[Data supplied]

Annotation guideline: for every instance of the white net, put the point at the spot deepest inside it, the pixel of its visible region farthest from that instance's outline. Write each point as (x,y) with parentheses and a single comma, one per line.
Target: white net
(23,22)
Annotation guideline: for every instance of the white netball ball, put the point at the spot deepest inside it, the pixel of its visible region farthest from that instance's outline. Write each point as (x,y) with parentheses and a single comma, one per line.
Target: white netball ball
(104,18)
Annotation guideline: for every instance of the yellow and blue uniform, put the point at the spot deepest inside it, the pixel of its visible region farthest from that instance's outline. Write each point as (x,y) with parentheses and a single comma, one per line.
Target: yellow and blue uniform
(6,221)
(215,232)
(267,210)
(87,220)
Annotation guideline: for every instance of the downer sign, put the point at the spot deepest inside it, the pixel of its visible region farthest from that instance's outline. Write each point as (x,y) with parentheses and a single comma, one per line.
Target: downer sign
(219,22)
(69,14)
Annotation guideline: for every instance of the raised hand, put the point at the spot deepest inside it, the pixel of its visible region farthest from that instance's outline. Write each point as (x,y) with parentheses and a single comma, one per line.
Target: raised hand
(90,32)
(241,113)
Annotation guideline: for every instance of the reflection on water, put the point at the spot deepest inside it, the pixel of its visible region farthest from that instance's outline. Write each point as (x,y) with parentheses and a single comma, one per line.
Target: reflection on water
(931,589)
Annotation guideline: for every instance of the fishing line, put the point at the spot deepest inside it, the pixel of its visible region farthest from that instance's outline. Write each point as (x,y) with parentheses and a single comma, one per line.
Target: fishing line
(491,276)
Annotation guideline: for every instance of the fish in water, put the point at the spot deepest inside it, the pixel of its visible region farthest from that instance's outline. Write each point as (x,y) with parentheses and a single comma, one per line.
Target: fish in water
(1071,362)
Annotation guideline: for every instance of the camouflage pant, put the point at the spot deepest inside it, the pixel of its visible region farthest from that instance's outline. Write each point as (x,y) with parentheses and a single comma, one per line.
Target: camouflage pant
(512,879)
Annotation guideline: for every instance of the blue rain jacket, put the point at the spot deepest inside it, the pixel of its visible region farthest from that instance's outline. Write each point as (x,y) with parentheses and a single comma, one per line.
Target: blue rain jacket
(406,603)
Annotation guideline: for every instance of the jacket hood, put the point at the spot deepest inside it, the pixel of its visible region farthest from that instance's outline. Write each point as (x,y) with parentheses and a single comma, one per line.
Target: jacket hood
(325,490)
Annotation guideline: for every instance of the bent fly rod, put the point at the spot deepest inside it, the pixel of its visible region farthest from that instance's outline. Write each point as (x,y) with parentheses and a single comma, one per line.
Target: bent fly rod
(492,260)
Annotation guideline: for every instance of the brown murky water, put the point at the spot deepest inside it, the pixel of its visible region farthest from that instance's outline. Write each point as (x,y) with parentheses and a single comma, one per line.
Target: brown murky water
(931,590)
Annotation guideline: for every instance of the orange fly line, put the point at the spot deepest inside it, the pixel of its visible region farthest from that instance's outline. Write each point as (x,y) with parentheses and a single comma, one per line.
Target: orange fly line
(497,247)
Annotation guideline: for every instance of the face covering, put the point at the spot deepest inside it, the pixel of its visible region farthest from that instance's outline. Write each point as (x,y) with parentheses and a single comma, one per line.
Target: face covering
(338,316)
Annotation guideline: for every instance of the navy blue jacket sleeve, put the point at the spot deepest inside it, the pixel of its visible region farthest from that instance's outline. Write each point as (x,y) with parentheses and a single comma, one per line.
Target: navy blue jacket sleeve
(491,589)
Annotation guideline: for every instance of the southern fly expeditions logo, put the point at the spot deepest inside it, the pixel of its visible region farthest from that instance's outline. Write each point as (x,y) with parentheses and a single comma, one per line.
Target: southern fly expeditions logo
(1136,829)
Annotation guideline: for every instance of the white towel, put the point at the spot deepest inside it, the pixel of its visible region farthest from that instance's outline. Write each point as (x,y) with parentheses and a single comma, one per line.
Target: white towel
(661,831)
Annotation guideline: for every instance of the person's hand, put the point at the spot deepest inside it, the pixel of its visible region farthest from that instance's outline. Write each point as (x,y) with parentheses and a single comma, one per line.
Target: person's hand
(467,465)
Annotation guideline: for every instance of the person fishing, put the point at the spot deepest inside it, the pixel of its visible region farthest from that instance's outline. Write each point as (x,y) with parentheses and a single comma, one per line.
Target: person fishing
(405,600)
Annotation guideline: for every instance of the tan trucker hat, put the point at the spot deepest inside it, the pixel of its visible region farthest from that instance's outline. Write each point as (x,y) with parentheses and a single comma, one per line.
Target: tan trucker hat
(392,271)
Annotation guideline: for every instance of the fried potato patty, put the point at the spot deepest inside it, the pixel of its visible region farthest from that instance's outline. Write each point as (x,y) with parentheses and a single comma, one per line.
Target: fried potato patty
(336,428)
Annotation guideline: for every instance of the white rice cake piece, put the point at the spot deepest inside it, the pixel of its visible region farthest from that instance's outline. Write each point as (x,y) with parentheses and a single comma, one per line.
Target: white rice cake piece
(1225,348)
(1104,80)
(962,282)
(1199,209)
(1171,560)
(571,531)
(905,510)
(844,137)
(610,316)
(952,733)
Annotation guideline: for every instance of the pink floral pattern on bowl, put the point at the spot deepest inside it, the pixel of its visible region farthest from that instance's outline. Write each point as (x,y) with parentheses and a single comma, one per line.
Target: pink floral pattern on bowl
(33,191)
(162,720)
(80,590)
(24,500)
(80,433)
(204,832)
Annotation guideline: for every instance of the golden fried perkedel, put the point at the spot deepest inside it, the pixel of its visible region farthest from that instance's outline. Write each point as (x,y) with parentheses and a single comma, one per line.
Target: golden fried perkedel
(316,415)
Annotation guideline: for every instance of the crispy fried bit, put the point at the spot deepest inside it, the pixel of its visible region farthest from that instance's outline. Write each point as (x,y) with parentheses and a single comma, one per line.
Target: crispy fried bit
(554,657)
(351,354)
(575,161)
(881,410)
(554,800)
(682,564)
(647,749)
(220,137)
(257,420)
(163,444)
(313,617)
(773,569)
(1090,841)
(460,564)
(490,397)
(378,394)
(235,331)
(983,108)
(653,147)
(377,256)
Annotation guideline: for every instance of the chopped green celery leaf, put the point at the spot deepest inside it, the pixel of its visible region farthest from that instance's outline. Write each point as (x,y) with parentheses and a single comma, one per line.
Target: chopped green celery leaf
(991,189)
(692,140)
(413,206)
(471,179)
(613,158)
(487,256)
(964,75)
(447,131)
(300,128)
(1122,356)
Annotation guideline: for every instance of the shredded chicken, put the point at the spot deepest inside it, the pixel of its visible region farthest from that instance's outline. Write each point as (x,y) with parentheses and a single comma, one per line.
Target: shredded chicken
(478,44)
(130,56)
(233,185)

[Problem to work on] Please copy the listing above again, line for line, with no changes.

[Task solution]
Annotation guideline: for every instance of the white net, put the point at the spot deepest inside it, the pixel of its visible region farthest from that instance's outline. Write each point as (x,y) with parentheses and a single comma, one per line.
Target: white net
(23,22)
Annotation guideline: for every instance of the white netball ball, put the point at the spot deepest inside it, the pixel of its visible region farthest from that instance's outline. Write each point as (x,y) with parentheses and a single comma, one per line.
Target: white netball ball
(104,18)
Annotation guideline: for every instance of the yellow and blue uniform, put the point at the spot deepest inside it, the pixel of its visible region farthest from that instance's outline. Write each point as (x,y) with parentheses and a single comma, one per line.
Target: yellow and blue uniform
(6,221)
(215,232)
(267,210)
(87,220)
Annotation guideline: for every instance of the downer sign, put the point at the spot deepest inside it, the pixel of its visible region farthest from that instance's outline. Write each point as (x,y) with parentheses and a single comma, one per line.
Target: downer sign
(219,22)
(69,14)
Annotation guideline: for every instance of the raised hand, put the point at the spot deepest inside it, the pixel of its visible region farthest from that instance's outline. Write each point as (x,y) with parentheses and a single comma, one per line.
Target: raised hand
(90,32)
(241,113)
Annotation guideline: for every instance of the reflection on water, put the point at the spot deepest inside it, the pixel of its visible region farthest from that instance's outline. Write each point as (x,y) with parentheses and a single comma, one per line.
Target: reflection on water
(931,589)
Annotation guideline: for every instance of the fishing line, put the point at the spot deepest inside it, the pixel of its visible region farthest from that instance's outline. Write each point as (x,y) with parentheses and a single comma, one per line.
Target: fishing line
(491,276)
Annotation guideline: for every instance of the fish in water, put the point at the spot deepest inside it, the pixel of its visible region farthest from that instance's outline. Write each point as (x,y) with parentheses and a single comma, one per line.
Target: fish in water
(1071,362)
Annotation guideline: for every instance of the camouflage pant, put the point at the spot deepest inside it, the pixel of its visible region farthest from that instance's outline. Write each point as (x,y) with parentheses and a single comma, one per line.
Target: camouflage pant
(512,879)
Annotation guideline: for every instance of the blue rain jacket, put the point at the spot deepest inside it, the pixel of its visible region farthest from that instance's outline. Write each point as (x,y) with parentheses and a single comma, one per line.
Target: blue rain jacket
(406,603)
Annotation guideline: for every instance of the jacket hood, put the point at the spot deepest inside it, the pixel of its visible region farthest from that instance's outline. Write each point as (x,y) with parentheses and a single comma, one per line.
Target: jacket hood
(325,490)
Annotation guideline: for every instance of the bent fly rod, put the point at the spot deepest inside it, the pixel of its visible region farthest from that instance's outline. Write each point as (x,y) with parentheses and a single comma, one per line.
Target: bent fly rod
(492,260)
Annotation guideline: for every instance of the brown murky water, put the point at the spot deepest inside it, the pixel of its visible region farthest from that instance's outline. Write each point as (x,y) with parentheses and a single comma, one per line.
Target: brown murky water
(931,590)
Annotation guideline: for every instance of the orange fly line, put the point at the spot deepest inside it, the pixel of its visible region farthest from that instance's outline. Write each point as (x,y) with parentheses and a single comma, one per line.
Target: orange fly line
(497,247)
Annotation guideline: for every instance of the face covering, put the point at the spot deepest inside it, the pixel of its visible region farthest from that instance's outline. Write each point as (x,y) with parentheses and a single comma, one per line.
Target: face covering
(338,316)
Annotation guideline: for every instance of the navy blue jacket sleeve, put the point at the spot deepest inside it, the pixel of its visible region farthest from that instance's outline. Write each point as (x,y) with parentheses and a single comma, one per line.
Target: navy blue jacket sleeve
(491,589)
Annotation guideline: for every instance of the southern fly expeditions logo, put the point at the spot deepest inside it, the pixel of its visible region farthest from that instance's outline. Write each point as (x,y) with parentheses and a single comma, one per line.
Target: southern fly expeditions logo
(1136,829)
Annotation guideline: for every instance of the white towel, put the point at the spot deepest inside it, the pixel of its visible region farthest from that instance's outline. Write each point as (x,y) with parentheses and a single comma, one per line.
Target: white towel
(661,831)
Annotation guideline: for every instance of the person's hand, put the point at the spot deepest inside it, the pixel of its visible region farthest from that instance's outline. Write each point as (x,y) with parentheses and a single comma, one per line.
Target: person's hand
(467,465)
Annotation guideline: for every instance of the person fishing, put the point at the spot deepest inside it, the pixel of its visible region farthest from that instance's outline. Write each point as (x,y) with parentheses and a single comma, one per line.
Target: person fishing
(405,600)
Annotation guideline: for every instance of the tan trucker hat, put the point at the spot deepest inside it, the pixel of its visible region farthest from that instance's outline. Write each point as (x,y) with parentheses and a single comma, one per line.
Target: tan trucker hat
(392,271)
Annotation guideline: for every instance of the fried potato patty, put the point at the spot deepest inside it, the pixel of its visible region farthest from that instance's outline. Write each point as (x,y) with parentheses and a single comma, one per line.
Target: fried potato patty
(336,428)
Annotation guideline: for every instance of the white rice cake piece, put the point at the spot deepest inside it, the pixel of its visible region farthest from that instance's outline. Write each point as (x,y) with parentheses and a single comma, one per line.
Target: white rice cake piece
(1225,348)
(1104,80)
(962,282)
(1199,209)
(1171,560)
(571,531)
(905,510)
(844,137)
(610,316)
(952,733)
Annotation guideline: for every instance of the pink floral pattern on bowl, put the point at the spot deepest inside it, the pixel of its visible region farthest from that instance's outline. Write each point as (x,y) with parentheses and a single comma, one per line.
Target: pink floral pattern on bowl
(33,191)
(162,720)
(80,590)
(24,500)
(80,433)
(204,832)
Annotation guideline: for every instance of the golden fried perkedel, put the point at the spot deepest inside it, the pixel of its visible region farthest from that instance's outline. Write each point as (x,y) with parentheses and a single comma, one per line.
Target: golden fried perkedel
(316,415)
Annotation guideline: for every instance of the crispy fried bit, put the point at the spot deepest inside it, the pixel of its visible region farthest from that instance's outline. Write each point as (x,y) with parentheses and a single comma, one per line.
Target: crispy fried bit
(554,657)
(351,354)
(575,161)
(881,410)
(554,800)
(682,564)
(647,749)
(220,137)
(257,420)
(163,444)
(313,617)
(773,569)
(1090,841)
(460,564)
(490,397)
(378,394)
(235,331)
(983,108)
(653,147)
(377,256)
Annotation guideline: for every instance of the chopped green celery leaf, put the point at the spot deepest inside it, the pixel of its visible region farthest from that instance's outline. Write each point as (x,y) with parentheses and a single comma, one per line.
Target: chopped green celery leaf
(991,189)
(692,140)
(413,206)
(471,179)
(613,158)
(487,256)
(964,75)
(447,131)
(300,128)
(1122,356)
Annotation guideline: for every instance of the shredded chicken, put the point at the spot deepest inside it, the pixel of its visible region farthest from that instance's outline. Write each point as (x,y) with parentheses and a single comma, one per line.
Target: shredded chicken
(478,44)
(130,56)
(233,185)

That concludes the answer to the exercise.